Reproduce the records below line for line, without changing anything.

# The data
::::::

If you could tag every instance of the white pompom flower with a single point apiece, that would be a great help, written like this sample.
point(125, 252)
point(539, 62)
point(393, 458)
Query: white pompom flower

::::::

# The answer
If you could tag every instance of the white pompom flower with a single point apiece, that would be a great help, written like this sample.
point(125, 252)
point(539, 62)
point(393, 458)
Query: white pompom flower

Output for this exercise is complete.